ACTIVITY: A verbatim copy of every entry is required. Produce it now.
::::::
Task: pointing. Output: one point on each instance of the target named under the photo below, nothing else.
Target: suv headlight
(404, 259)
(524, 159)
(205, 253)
::::::
TASK SOLUTION:
Task: pointing. Output: one point on each instance of the target named under the photo below, nothing else.
Target: suv headlight
(404, 259)
(524, 159)
(205, 253)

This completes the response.